**** Entradas proporcionadas
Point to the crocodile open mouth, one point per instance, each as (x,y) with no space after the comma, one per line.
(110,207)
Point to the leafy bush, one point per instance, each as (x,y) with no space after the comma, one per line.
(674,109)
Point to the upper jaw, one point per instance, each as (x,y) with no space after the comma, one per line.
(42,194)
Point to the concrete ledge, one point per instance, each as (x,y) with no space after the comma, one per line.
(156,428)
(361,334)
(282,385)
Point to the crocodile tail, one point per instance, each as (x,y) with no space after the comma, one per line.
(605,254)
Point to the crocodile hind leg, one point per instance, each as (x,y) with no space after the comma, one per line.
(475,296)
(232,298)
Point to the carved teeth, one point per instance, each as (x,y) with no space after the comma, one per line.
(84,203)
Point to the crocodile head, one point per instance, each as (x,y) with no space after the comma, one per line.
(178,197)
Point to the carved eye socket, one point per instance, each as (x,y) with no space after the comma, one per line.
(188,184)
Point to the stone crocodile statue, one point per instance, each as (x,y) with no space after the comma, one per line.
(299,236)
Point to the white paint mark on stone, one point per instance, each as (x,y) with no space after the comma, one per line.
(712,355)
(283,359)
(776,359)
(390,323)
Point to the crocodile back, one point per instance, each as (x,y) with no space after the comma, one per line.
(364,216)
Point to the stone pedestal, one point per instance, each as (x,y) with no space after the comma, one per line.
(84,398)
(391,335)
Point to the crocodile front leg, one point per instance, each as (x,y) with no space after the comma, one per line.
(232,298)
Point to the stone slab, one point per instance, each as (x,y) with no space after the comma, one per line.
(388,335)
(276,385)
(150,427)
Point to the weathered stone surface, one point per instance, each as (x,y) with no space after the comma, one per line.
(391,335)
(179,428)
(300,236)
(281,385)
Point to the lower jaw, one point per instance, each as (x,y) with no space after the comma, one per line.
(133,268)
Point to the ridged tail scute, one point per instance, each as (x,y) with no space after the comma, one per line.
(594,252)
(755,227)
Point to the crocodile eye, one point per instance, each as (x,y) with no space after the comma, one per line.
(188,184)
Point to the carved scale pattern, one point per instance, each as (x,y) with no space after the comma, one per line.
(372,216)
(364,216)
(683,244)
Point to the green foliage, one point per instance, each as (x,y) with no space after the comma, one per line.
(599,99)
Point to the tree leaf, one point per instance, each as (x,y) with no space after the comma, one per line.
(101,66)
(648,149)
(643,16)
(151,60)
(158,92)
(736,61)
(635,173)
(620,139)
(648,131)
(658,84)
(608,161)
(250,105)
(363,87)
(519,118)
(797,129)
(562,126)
********
◆ El problema
Repite tal cual todas las líneas de los registros anteriores, sin cambiar nada.

◆ Resultado del ejercicio
Point to the crocodile open mouth, one point per instance, each as (x,y) with no space after the comma, one per line.
(110,207)
Point to the leafy bush, one point per instance, each as (x,y) with no space after the comma, one per line.
(674,109)
Point to the upper jaw, one point per instance, each as (x,y) with no space after the comma, one per line.
(42,194)
Point to the concrete ledge, one point per instance, each as (x,y) with no space after the comma, one per line.
(156,428)
(361,334)
(282,385)
Point to the crocodile tail, one point per instance, each as (x,y) with no space after the comma, one per line.
(605,254)
Point to the crocodile hind leg, one point per instance, each as (x,y) with no space after the comma, one per line.
(475,296)
(232,298)
Point to the carved teeth, one point per instance, each as (x,y) with no space after the comma, one per line.
(84,203)
Point to the crocodile head, one point per instance, each as (x,y) with no space after the comma, one per line.
(178,197)
Point to the carved eye socket, one point per instance, each as (x,y) with no space after the comma, one per line.
(188,184)
Point to the stone crocodile statue, one point per instance, each as (x,y) with no space after the comma, one per line.
(299,236)
Point to the white paint mark on stone, one point per instance, each as (x,y) with no space after the comma, one per line.
(712,355)
(283,359)
(776,359)
(390,323)
Point to the crocodile back, one point per instance, each as (x,y) with no space after the comma, one per line.
(364,216)
Point to the stone pedestal, one point per instance, each as (x,y) with no space after the comma, one per line.
(84,398)
(391,335)
Point to the crocodile front leg, one point per instance, each as (x,y) with no space after the comma, one per line.
(232,298)
Point to the stone slab, one point per instance, each as (x,y) with no space after the comma, one per line.
(388,335)
(276,385)
(150,427)
Point to the weathered stone surface, one point per instance, each as (x,y) with no space after the comma, one per line.
(391,335)
(179,428)
(300,236)
(281,385)
Point to the lower jaw, one point per instance, each as (x,y) with no space after the comma, one per line.
(133,268)
Point to the ridged tail scute, one point per instance, each as (x,y) with no space after the comma, one per line.
(594,252)
(755,227)
Point to the crocodile eye, one point per instance, each as (x,y) with no space after the comma, one per line.
(188,184)
Point to the carved scale pattern, one point per instance, each as (x,y) with no space after the comma, one per line.
(372,216)
(364,216)
(683,244)
Point to the green foliage, one point per instance, each as (x,y) with no space after the comma, one per line.
(599,99)
Point to the tree leaf, one point per instance, each as (x,y) with no space after the comma, one per line.
(101,66)
(648,149)
(643,16)
(151,60)
(158,92)
(736,61)
(635,173)
(620,139)
(648,131)
(658,84)
(608,161)
(250,105)
(363,87)
(519,118)
(797,129)
(562,126)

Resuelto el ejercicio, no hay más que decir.